*What is being asked:*
Isolate every line in the records below with "When" in it.

*Supplied data:*

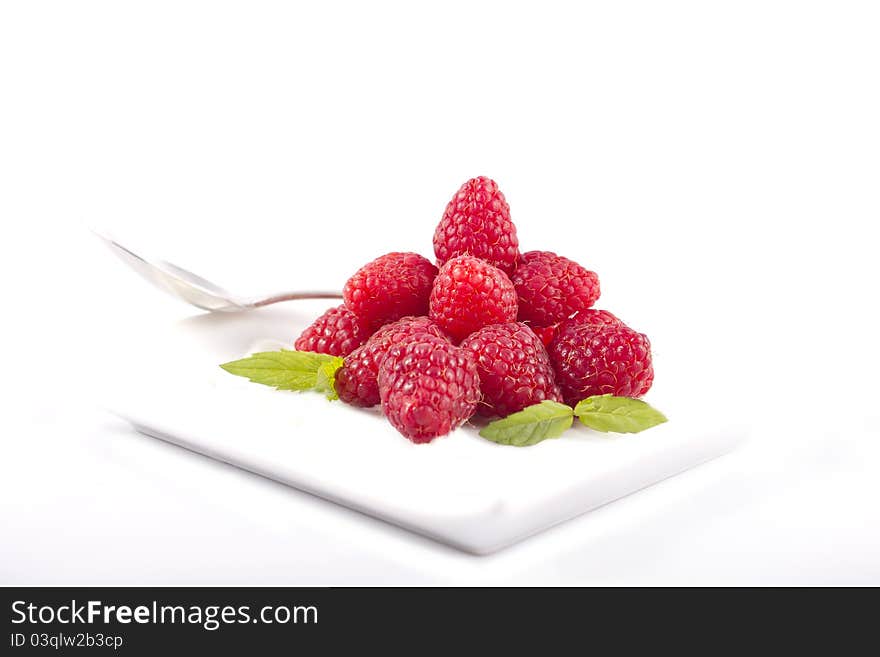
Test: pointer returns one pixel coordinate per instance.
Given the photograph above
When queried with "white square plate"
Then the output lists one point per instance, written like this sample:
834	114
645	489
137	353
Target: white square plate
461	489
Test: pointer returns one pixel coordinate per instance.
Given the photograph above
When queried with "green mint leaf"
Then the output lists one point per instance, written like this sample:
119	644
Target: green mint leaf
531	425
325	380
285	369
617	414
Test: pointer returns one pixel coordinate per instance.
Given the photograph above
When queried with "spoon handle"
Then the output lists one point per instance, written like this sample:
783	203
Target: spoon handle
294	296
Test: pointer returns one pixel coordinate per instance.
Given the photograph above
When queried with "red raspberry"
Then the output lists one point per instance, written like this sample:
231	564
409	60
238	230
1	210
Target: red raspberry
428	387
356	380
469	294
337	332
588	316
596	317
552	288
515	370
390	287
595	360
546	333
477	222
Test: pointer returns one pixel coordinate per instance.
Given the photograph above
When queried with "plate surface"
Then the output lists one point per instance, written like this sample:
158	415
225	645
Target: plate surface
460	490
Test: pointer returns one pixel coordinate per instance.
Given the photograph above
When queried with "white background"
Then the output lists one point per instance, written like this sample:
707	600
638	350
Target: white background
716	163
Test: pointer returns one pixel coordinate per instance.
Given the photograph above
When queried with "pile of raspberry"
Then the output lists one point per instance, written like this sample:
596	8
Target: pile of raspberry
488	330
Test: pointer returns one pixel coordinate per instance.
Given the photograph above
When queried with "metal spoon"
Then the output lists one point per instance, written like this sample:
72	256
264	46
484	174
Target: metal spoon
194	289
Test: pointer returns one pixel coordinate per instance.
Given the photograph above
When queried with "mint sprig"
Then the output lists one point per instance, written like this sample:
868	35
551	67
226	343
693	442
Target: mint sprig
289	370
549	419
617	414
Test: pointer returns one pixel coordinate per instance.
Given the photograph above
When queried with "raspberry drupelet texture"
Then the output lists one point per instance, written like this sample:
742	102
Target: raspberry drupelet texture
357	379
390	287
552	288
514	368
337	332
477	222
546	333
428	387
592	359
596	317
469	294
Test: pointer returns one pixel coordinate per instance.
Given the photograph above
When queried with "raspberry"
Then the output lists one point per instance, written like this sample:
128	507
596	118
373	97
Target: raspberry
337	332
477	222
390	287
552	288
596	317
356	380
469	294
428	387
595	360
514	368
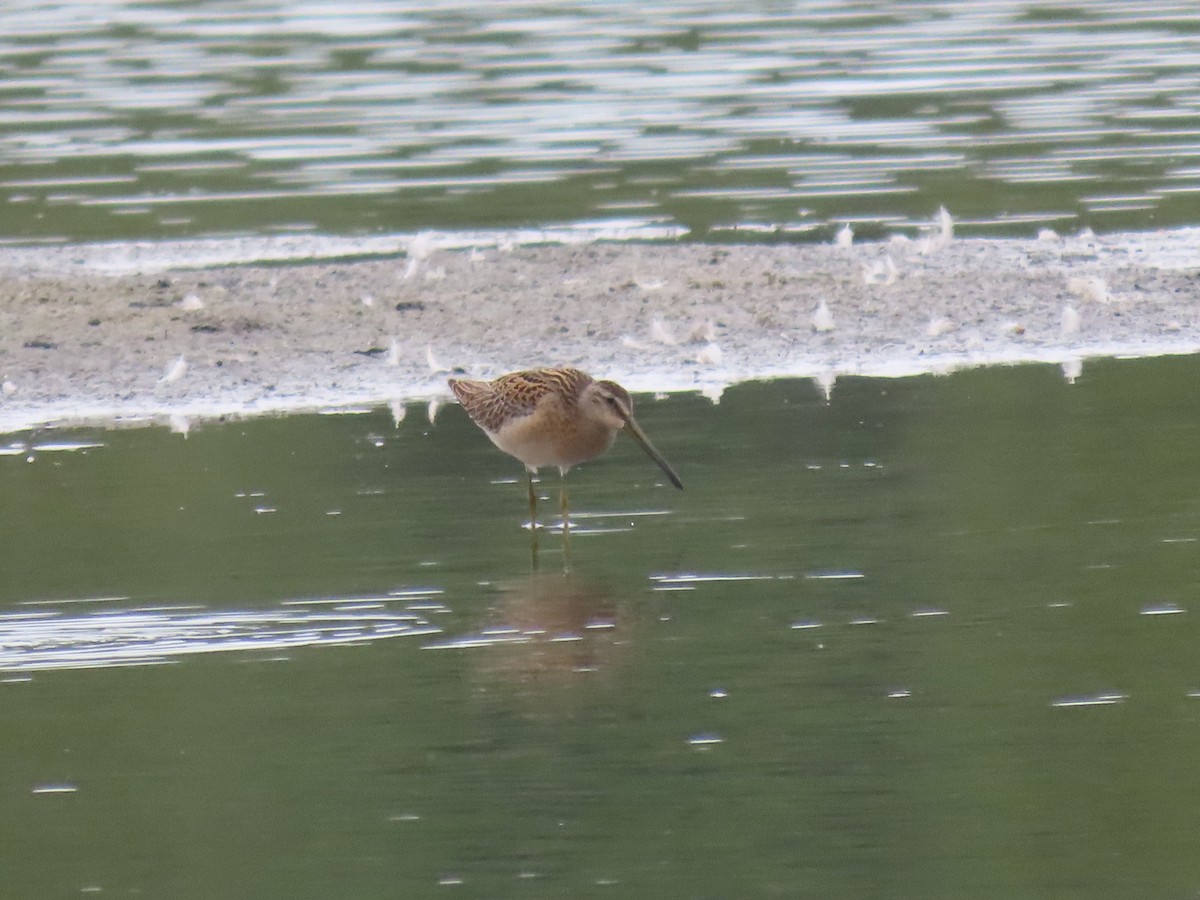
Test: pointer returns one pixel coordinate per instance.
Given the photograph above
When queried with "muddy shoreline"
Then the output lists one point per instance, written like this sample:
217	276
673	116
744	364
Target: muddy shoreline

*Expected answer:*
When queried with "white square plate"
When queried with "green mint leaf"
When queried with "spoon handle"
When queried with "red raspberry"
When queried with "plate surface"
When queried with "white background"
When queried with "pile of raspberry"
When queried with "metal spoon"
When queried with "mint sprig"
When queried with "raspberry drupelet texture"
When queried with "raspberry"
When queried with "muddy shoreline"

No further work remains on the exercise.